* **Consignes à suivre**:
[A] Transcrivez le passage du texte sur la visite de prisonniers qui débute par « Visiter des prisonniers » et se poursuit jusqu'à « à la sortie. ».
[B] Dans le texte sur la visite de prisonniers, que constitue, selon le psychologue, l'écoute gratuite offerte aux détenus par le visiteur de prison ?

* **Passage du texte**:
==========
Visiter des prisonniers constitue une véritable expérience spirituelle, un voyage immobile qui porte le visiteur dans des territoires inouïs.
Un psychologue, qui accompagne un « groupe de parole » de visiteurs, explique que l’écoute gratuite qu’offre le visiteur de prison aux détenus constitue un service de grande valeur. Dans le bureau du juge, du psychiatre, du médecin ou du conseiller d’insertion et de probation, la personne détenue sait que, de la confrontation, de la consultation ou de la rencontre un résultat est attendu : la vérification de faits qui l’incriminent, le diagnostic d’une maladie, la perspective d’un aménagement de peine ou d’un emploi à la sortie.
==========
(Données d'ancrage texte-région)
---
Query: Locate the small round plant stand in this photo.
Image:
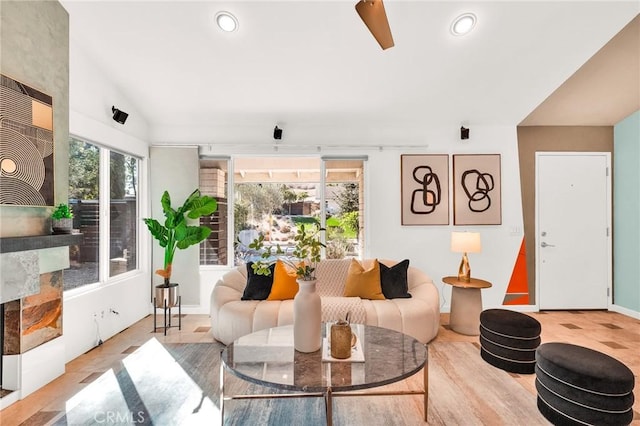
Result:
[153,296,182,336]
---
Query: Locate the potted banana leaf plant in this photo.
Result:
[143,189,218,308]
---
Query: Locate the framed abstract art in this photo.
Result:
[0,75,54,206]
[400,154,449,225]
[453,154,502,225]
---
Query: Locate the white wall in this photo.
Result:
[62,40,151,361]
[191,126,533,313]
[366,126,523,312]
[149,147,201,309]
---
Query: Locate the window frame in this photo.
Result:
[63,133,147,297]
[199,153,369,271]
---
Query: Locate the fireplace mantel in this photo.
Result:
[0,234,82,253]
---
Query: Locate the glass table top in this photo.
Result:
[221,324,427,392]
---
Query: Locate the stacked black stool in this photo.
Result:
[480,309,541,374]
[536,343,635,425]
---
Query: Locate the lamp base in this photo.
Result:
[458,252,471,283]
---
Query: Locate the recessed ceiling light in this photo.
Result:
[451,13,476,35]
[216,12,238,33]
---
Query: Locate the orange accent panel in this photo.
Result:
[504,237,529,305]
[503,294,529,305]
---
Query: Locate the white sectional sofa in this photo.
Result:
[211,259,440,345]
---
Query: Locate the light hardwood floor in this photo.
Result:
[0,311,640,426]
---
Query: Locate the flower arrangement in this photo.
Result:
[249,223,325,281]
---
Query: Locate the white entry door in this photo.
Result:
[536,152,611,309]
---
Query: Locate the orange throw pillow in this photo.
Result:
[267,260,298,300]
[344,259,384,300]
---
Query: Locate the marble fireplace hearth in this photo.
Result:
[0,234,82,409]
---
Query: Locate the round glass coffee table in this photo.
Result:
[220,324,429,425]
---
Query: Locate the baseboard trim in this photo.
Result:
[609,305,640,319]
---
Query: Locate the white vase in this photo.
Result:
[293,280,322,353]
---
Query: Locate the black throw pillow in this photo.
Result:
[241,262,276,300]
[380,259,411,299]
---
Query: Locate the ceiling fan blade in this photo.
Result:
[356,0,394,50]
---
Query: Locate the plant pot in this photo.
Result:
[156,283,178,308]
[293,280,322,353]
[51,217,73,234]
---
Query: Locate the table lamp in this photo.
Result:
[451,232,482,283]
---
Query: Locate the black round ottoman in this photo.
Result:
[536,343,635,425]
[480,309,541,374]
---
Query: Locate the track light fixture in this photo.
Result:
[111,106,129,124]
[273,126,282,140]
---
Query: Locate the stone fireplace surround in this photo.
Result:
[0,234,82,409]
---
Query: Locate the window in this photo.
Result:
[64,137,139,290]
[64,138,100,290]
[200,157,365,265]
[109,151,138,277]
[324,159,364,259]
[200,159,229,265]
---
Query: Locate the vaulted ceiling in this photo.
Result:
[61,0,640,143]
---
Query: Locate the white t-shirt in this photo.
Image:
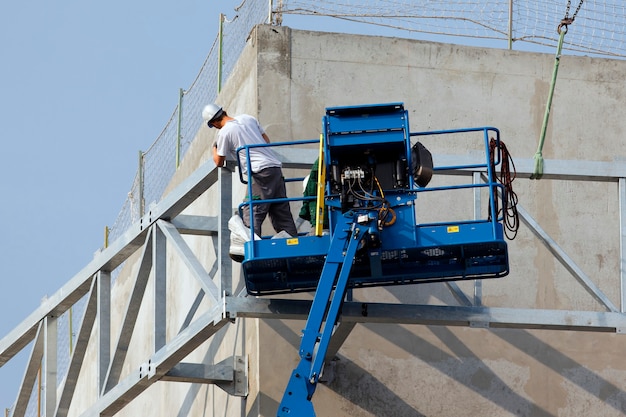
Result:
[217,114,282,174]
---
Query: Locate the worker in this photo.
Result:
[202,103,298,236]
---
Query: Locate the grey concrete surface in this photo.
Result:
[67,26,626,417]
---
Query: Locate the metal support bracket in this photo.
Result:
[157,356,248,397]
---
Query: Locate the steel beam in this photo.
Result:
[225,298,626,333]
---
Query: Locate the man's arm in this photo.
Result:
[213,143,226,167]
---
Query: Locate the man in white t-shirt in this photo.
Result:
[202,104,298,236]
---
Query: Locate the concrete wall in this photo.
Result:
[83,26,626,417]
[249,27,626,416]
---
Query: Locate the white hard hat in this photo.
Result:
[202,103,224,127]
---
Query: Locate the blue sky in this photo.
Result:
[0,0,240,415]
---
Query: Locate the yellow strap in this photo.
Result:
[315,134,326,236]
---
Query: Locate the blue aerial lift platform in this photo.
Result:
[234,103,509,416]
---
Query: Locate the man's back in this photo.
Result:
[218,114,282,173]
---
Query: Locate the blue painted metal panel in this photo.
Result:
[242,103,509,295]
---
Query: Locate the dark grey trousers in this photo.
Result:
[242,167,298,236]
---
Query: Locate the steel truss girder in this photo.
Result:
[226,294,626,333]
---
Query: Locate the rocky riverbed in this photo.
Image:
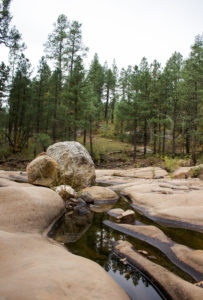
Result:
[0,145,203,300]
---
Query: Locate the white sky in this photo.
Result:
[0,0,203,69]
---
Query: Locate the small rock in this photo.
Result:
[195,281,203,288]
[137,250,148,255]
[80,192,94,203]
[78,198,86,206]
[148,255,156,259]
[55,185,77,200]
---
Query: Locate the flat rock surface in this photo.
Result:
[0,174,129,300]
[96,170,203,232]
[0,231,129,300]
[0,170,28,183]
[104,221,203,281]
[96,167,168,179]
[121,179,203,231]
[82,186,119,203]
[114,241,203,300]
[0,178,64,233]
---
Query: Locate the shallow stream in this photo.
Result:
[54,197,203,300]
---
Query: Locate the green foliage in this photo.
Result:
[33,133,51,151]
[190,166,201,178]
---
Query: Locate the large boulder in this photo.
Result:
[47,142,96,189]
[26,155,59,187]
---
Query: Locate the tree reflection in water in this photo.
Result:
[55,206,161,300]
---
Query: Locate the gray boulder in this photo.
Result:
[47,142,96,189]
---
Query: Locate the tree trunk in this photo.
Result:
[104,88,109,124]
[89,117,94,159]
[153,122,157,154]
[185,127,190,154]
[83,129,87,146]
[192,82,197,165]
[162,123,166,155]
[172,99,177,157]
[158,120,161,154]
[144,118,147,157]
[133,120,137,161]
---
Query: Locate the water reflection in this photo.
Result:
[55,209,162,300]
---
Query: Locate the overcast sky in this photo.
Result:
[0,0,203,69]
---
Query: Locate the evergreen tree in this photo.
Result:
[7,55,33,153]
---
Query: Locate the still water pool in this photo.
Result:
[54,204,164,300]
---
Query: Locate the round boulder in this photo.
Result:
[26,155,59,187]
[47,142,96,189]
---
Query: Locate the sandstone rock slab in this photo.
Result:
[114,241,203,300]
[104,220,203,281]
[0,231,129,300]
[82,186,119,204]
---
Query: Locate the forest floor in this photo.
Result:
[0,135,203,172]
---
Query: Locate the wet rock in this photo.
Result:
[74,205,89,216]
[104,221,203,281]
[120,179,203,231]
[107,208,135,223]
[195,281,203,288]
[26,155,59,187]
[82,186,119,204]
[47,142,96,189]
[0,173,129,300]
[78,198,86,206]
[173,167,193,179]
[54,185,77,200]
[80,192,94,203]
[114,241,203,300]
[137,250,148,255]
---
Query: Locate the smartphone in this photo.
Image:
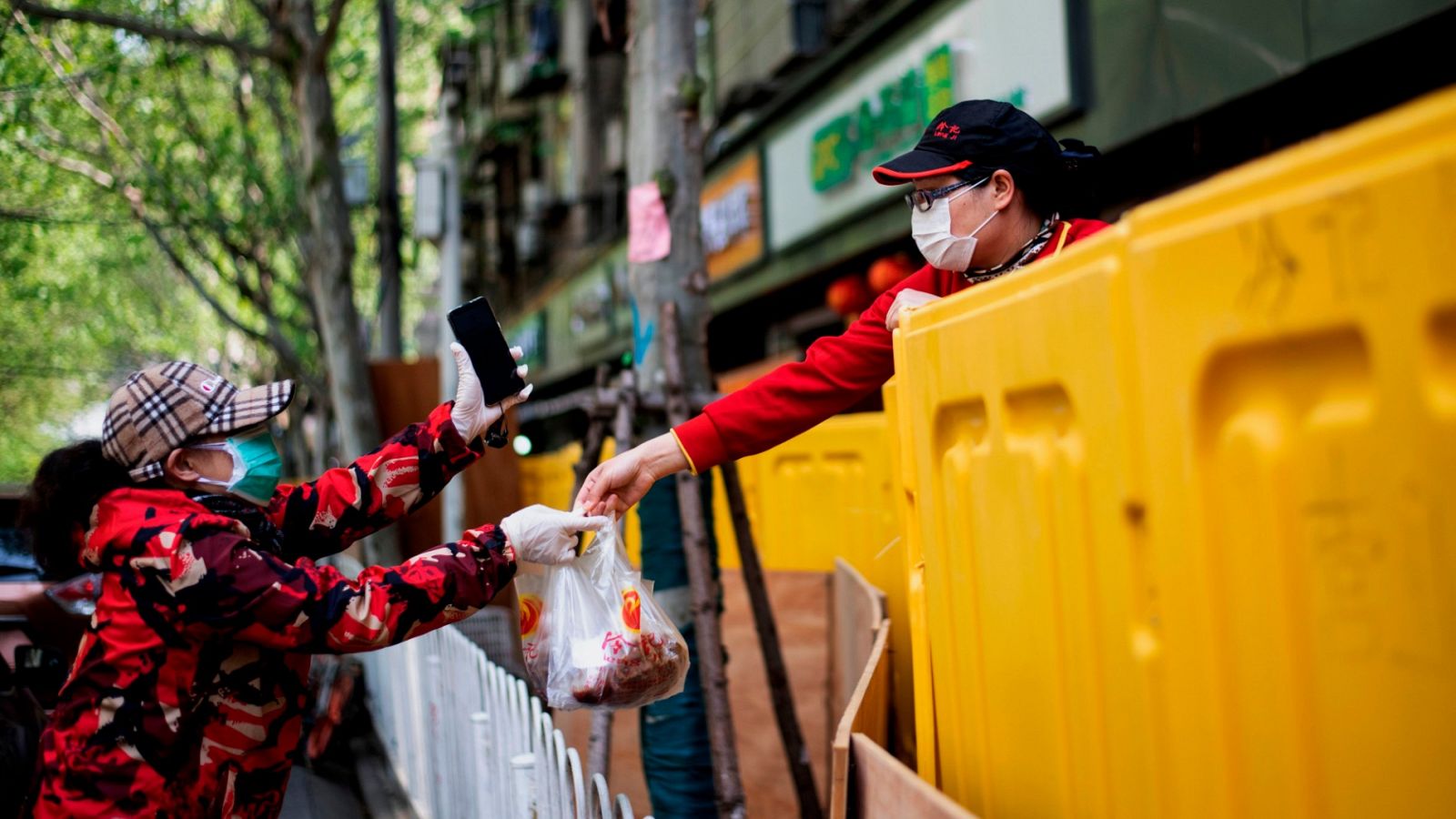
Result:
[447,296,526,404]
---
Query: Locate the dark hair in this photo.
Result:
[959,136,1102,218]
[20,440,134,577]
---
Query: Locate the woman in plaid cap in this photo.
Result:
[18,346,607,816]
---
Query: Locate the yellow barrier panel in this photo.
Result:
[895,86,1456,817]
[897,226,1153,816]
[1128,92,1456,817]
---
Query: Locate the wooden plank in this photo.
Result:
[828,558,885,726]
[847,733,976,819]
[828,620,890,819]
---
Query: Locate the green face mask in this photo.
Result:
[191,429,282,506]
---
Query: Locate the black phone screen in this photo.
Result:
[447,296,526,404]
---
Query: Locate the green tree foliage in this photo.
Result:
[0,0,460,482]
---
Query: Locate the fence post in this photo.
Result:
[511,753,536,819]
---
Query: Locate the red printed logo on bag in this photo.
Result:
[622,589,642,634]
[521,594,541,637]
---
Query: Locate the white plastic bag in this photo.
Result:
[515,526,689,710]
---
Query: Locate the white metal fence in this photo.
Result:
[359,618,649,819]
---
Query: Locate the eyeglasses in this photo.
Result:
[905,177,986,213]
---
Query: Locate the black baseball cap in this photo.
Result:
[872,99,1061,185]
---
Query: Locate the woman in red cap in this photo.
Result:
[25,346,607,817]
[577,99,1107,514]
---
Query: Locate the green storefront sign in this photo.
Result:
[810,44,956,192]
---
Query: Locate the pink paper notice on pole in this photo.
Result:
[628,181,672,262]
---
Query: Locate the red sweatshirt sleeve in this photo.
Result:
[672,259,949,472]
[672,218,1107,472]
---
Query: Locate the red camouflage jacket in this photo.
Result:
[35,404,515,816]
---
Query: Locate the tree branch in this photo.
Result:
[12,0,284,61]
[313,0,349,66]
[19,140,116,191]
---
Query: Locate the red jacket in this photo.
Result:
[33,404,515,817]
[672,218,1107,473]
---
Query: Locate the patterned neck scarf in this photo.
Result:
[961,214,1058,284]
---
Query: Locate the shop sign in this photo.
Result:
[701,150,763,278]
[763,0,1073,249]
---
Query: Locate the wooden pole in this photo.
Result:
[718,460,824,819]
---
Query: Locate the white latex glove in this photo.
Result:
[450,341,536,441]
[885,288,939,331]
[500,502,612,564]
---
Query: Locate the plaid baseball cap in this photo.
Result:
[100,361,293,480]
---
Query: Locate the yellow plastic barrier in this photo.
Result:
[895,86,1456,819]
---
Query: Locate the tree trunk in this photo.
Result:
[628,0,744,819]
[379,0,403,359]
[284,0,379,458]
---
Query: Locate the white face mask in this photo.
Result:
[910,177,1000,272]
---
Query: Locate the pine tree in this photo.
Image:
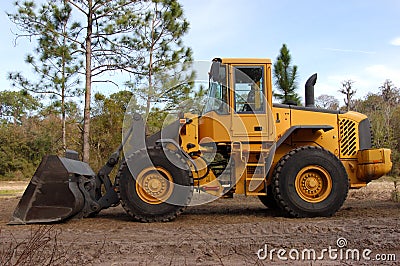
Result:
[274,44,300,104]
[8,1,82,150]
[128,0,194,117]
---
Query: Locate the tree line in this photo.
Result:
[0,0,400,178]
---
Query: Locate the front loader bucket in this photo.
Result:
[9,155,95,224]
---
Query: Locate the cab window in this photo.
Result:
[234,66,265,113]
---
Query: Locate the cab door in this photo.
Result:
[230,64,272,141]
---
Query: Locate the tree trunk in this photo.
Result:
[61,24,67,152]
[82,0,93,163]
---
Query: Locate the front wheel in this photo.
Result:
[272,146,349,217]
[116,148,193,222]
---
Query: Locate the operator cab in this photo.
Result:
[200,58,274,142]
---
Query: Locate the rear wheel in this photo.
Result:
[116,148,193,222]
[272,146,349,217]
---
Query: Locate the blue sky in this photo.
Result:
[0,0,400,104]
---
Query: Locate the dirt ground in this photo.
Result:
[0,182,400,265]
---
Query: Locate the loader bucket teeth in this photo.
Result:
[9,155,95,224]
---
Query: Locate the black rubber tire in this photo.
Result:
[272,146,349,217]
[258,185,279,210]
[116,147,193,222]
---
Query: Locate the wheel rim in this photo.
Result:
[295,165,332,203]
[136,166,174,204]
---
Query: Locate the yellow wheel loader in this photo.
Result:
[10,58,392,224]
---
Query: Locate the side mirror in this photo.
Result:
[210,58,221,82]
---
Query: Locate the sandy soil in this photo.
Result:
[0,182,400,265]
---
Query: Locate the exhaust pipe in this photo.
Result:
[305,73,317,107]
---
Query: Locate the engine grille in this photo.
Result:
[339,119,357,156]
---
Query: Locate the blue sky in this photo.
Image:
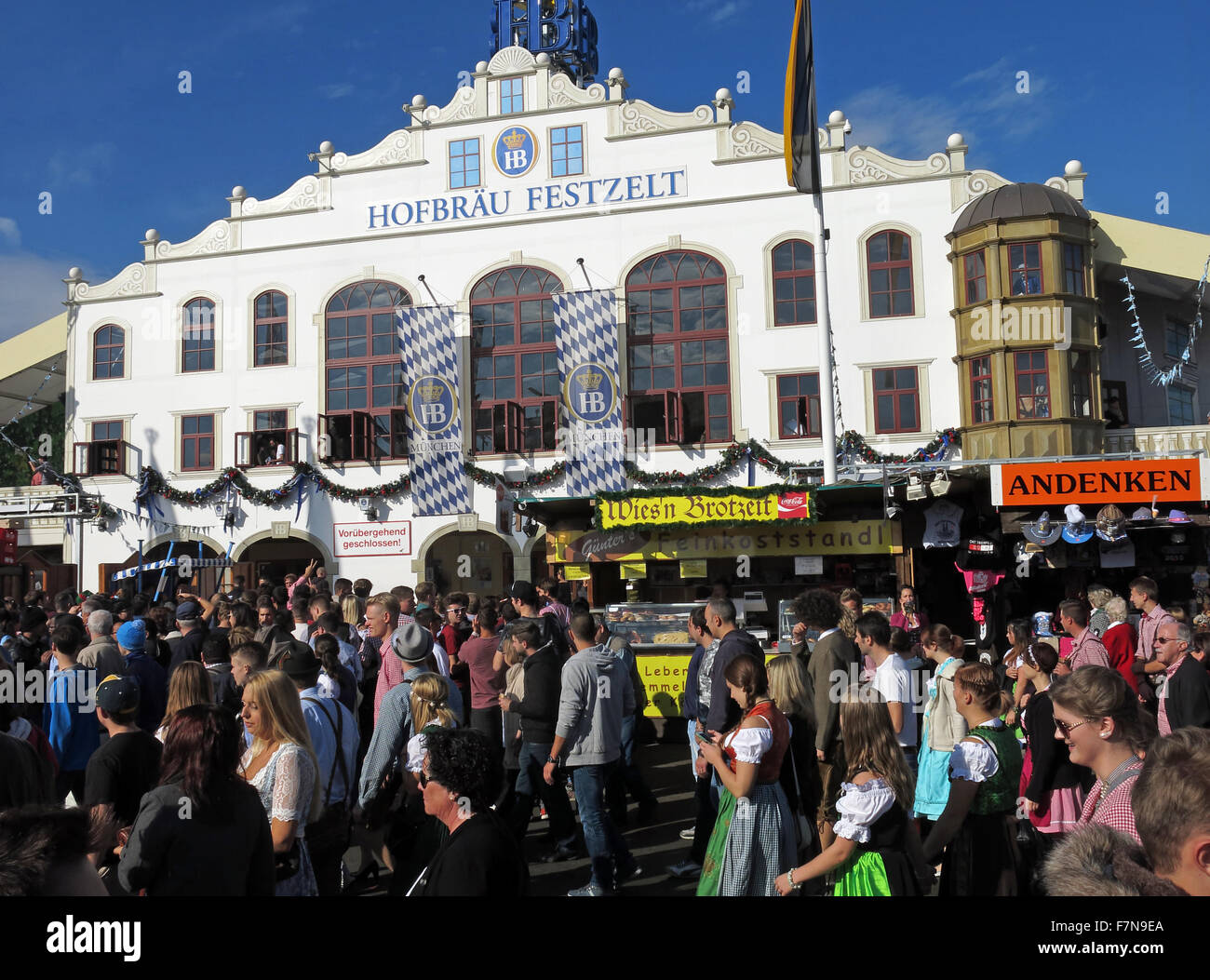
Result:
[0,0,1210,339]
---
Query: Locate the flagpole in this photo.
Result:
[812,187,836,487]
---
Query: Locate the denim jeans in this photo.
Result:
[513,742,580,843]
[571,762,634,892]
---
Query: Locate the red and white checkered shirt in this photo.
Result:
[1080,758,1142,844]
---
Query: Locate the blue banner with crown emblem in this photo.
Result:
[396,306,473,517]
[553,289,625,497]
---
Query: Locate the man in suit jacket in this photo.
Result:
[1156,621,1210,735]
[793,589,858,850]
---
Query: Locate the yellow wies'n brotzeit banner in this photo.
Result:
[597,491,811,531]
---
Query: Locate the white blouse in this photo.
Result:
[950,739,1000,783]
[832,777,895,843]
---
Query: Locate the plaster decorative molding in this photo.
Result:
[488,46,537,75]
[606,100,715,140]
[239,174,328,218]
[69,262,155,302]
[331,129,426,173]
[950,170,1012,212]
[155,218,235,259]
[848,146,950,184]
[548,72,609,108]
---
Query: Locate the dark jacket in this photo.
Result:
[1166,656,1210,732]
[517,645,563,745]
[807,629,856,762]
[117,778,276,898]
[168,624,209,678]
[706,629,765,732]
[1025,691,1088,807]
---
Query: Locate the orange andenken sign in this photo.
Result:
[991,459,1205,507]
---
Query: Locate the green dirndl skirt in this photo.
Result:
[697,786,735,896]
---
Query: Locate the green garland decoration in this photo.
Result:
[134,428,961,516]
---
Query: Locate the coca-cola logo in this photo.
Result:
[777,492,810,519]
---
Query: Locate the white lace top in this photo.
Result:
[832,777,895,843]
[243,742,315,838]
[950,739,1000,783]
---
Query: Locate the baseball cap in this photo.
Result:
[97,674,140,715]
[117,620,148,650]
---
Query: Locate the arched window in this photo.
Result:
[866,231,916,318]
[471,266,563,452]
[625,251,731,445]
[181,298,214,372]
[251,290,289,368]
[92,324,126,382]
[319,282,411,463]
[773,239,818,327]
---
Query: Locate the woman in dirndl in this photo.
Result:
[697,653,798,895]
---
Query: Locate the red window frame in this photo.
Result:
[92,323,126,382]
[181,297,215,374]
[1062,242,1088,297]
[874,368,921,436]
[1013,350,1053,421]
[777,371,823,439]
[251,289,290,368]
[181,415,214,473]
[625,249,733,445]
[322,279,411,463]
[971,355,996,426]
[1008,242,1047,297]
[962,248,988,303]
[773,238,819,327]
[471,265,563,455]
[866,229,916,319]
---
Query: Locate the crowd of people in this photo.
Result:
[0,564,1210,896]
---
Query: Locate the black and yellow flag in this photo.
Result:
[786,0,823,194]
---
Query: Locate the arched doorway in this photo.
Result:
[235,537,330,588]
[424,531,513,596]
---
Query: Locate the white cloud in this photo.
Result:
[46,142,117,188]
[0,251,70,340]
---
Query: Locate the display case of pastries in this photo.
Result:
[605,602,701,652]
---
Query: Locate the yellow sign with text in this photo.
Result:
[597,490,811,531]
[545,520,903,564]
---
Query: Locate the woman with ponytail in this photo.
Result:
[924,663,1024,896]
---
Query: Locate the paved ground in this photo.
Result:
[348,726,697,896]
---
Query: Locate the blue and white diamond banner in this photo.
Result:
[553,289,625,497]
[396,306,473,517]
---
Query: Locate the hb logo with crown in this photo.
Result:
[493,126,537,177]
[564,364,617,424]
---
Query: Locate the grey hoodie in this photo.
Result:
[554,646,634,766]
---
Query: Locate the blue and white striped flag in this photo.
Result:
[396,306,472,517]
[554,289,625,497]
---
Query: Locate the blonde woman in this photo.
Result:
[155,661,214,742]
[239,670,322,895]
[774,687,922,898]
[766,653,824,841]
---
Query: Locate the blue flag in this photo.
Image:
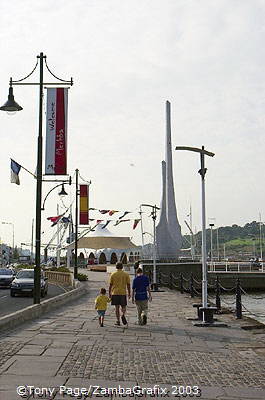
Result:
[11,158,21,185]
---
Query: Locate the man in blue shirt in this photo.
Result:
[132,268,152,325]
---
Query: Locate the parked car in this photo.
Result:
[0,268,15,288]
[10,269,48,297]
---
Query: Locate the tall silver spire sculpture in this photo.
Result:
[156,101,182,259]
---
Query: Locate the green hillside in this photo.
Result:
[183,221,265,256]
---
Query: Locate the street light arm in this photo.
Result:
[140,204,160,210]
[175,146,214,157]
[41,179,71,211]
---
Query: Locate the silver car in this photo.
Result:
[10,269,48,297]
[0,268,15,288]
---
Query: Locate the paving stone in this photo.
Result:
[0,272,265,400]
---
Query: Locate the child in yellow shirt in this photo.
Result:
[95,288,110,326]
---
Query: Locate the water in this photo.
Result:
[221,292,265,324]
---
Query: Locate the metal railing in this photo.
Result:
[145,270,265,319]
[207,261,264,272]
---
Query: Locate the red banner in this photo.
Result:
[79,185,89,225]
[45,88,68,175]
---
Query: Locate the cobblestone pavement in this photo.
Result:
[0,272,265,400]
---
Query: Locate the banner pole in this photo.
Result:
[74,169,79,279]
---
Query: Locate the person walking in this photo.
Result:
[95,288,110,326]
[132,267,152,325]
[109,262,131,326]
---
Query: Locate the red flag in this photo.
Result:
==========
* **Réponses dans lordre**:
[A]
Visiter des prisonniers constitue une véritable expérience spirituelle, un voyage immobile qui porte le visiteur dans des territoires inouïs.
Un psychologue, qui accompagne un « groupe de parole » de visiteurs, explique que l’écoute gratuite qu’offre le visiteur de prison aux détenus constitue un service de grande valeur. Dans le bureau du juge, du psychiatre, du médecin ou du conseiller d’insertion et de probation, la personne détenue sait que, de la confrontation, de la consultation ou de la rencontre un résultat est attendu : la vérification de faits qui l’incriminent, le diagnostic d’une maladie, la perspective d’un aménagement de peine ou d’un emploi à la sortie.

[B] Un service de grande valeur.